──────── Text under study ────────

The use of health information exchange (HIE) is increasing, but overall use remains "low," according to a new report from the Agency for Healthcare Research and Quality (AHRQ).
The 465-page report, released this week, reviews 136 studies of HIEs, and finds that more than three-fourths (76 percent) of U.S. hospitals were exchanging information in 2014, a 23 percent increase since 2013. However, only 38 percent of office-based physicians used an HIE in 2013, and use is very low (1 percent) by long-term care providers.
Studies reviewed were somewhat limited in their scope and content, and most were of low quality, according to AHRQ.
Still, the report found that HIEs do have some clinical benefits. They reduced duplicative testing, lowered emergency department costs, improved public health reporting and improved disability claims processing. However, some of the studies were inconsistent, such as whether HIEs had any effect on hospital admissions and re-admissions. Physicians preferred HIEs that pushed data to them rather those HIEs that required them to pull the data out via a query.
Moreover, barriers to their use remained, including the lack of critical mass in exchanging data, inefficient workflow and poorly designed interface and update features. Concerns also were expressed about the sustainability of HIEs.
"Although it may not be the purview of research to decide if HIE should be funded as infrastructure [as with a utility] or as a part of business operations, the notion that HIE should improve efficiency and quality of care, including clinical and economic benefits, is not overwhelmingly supported by the available evidence," the report's authors write. "Positive findings are encouraging, but both the level of the impact and some inconsistencies in results preclude any definitive conclusion."
AHRQ recommended that studies on HIEs use "more robust designs" and address more "comprehensive questions."
HIEs are gaining ground and evolving over time. They also are exploring different business models and adding services to draw in users and move beyond the Meaningful Use program.

──────── Dataset section ────────

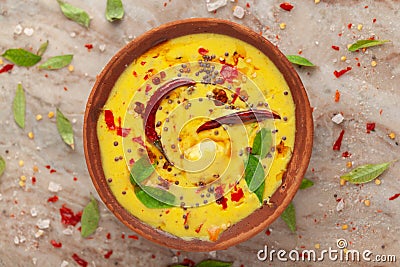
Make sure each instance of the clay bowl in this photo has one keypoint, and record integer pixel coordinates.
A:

────────

**Required work**
From the article on health information exchange, list every clinical benefit that the AHRQ report attributes to HIEs.

**Problem solution**
- Reduced duplicative testing
- Lowered emergency department costs
- Improved public health reporting
- Improved disability claims processing